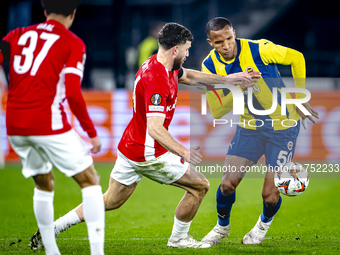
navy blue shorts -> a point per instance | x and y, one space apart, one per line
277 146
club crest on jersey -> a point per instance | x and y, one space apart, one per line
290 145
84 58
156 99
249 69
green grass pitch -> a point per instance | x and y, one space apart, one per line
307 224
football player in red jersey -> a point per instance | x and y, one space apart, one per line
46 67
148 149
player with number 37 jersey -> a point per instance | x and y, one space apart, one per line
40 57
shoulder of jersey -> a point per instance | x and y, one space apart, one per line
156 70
☆ ☆ ☆ ☆ ☆
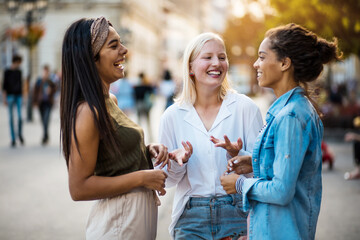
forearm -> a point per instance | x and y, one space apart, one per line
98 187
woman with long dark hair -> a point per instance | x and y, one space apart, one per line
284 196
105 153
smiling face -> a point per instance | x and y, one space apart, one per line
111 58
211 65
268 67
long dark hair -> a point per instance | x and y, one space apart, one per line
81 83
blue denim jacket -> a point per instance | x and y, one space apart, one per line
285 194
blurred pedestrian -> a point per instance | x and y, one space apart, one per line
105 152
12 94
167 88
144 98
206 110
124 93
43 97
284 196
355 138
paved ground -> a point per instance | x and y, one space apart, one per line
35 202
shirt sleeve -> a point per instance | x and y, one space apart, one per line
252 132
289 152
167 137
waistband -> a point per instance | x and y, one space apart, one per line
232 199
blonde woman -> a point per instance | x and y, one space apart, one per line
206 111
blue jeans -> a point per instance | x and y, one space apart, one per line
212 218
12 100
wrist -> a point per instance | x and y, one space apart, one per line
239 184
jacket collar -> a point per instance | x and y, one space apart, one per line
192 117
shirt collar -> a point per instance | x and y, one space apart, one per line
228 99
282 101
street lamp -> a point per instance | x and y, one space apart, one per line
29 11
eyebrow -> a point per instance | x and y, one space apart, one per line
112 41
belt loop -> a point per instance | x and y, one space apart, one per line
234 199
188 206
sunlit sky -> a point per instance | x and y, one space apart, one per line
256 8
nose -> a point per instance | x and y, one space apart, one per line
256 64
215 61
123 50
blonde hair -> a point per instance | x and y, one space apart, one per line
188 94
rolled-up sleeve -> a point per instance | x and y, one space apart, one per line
☆ ☆ ☆ ☆ ☆
Written request: Please rewrite only the part of the records that opens with the line containing "sunlit sky ->" and closes with the line containing "rolled-up sleeve ->", changing "blonde hair" to "light hair" and keeping everything else the same.

Reply to the task:
sunlit sky -> a point per instance | x and y, one space apart, one per line
256 8
nose -> a point per instance | x and y, one space apart, one per line
256 64
215 61
123 50
light hair -> a point per instance | x and y, one space apart, one per line
188 94
rolled-up sleeve -> a point per instance | x and y, one space apart, one per line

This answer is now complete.